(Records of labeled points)
# # # #
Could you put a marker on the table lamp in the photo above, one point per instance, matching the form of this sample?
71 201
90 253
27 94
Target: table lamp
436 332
# # # #
DESCRIPTION OF THE TASK » Reproduce every one of the items above verbatim, line for line.

PROBLEM SOLUTION »
Could you put a marker on the table lamp in the photo above, one point per instance, matching the form of this sample?
71 201
90 253
27 94
Target: table lamp
436 332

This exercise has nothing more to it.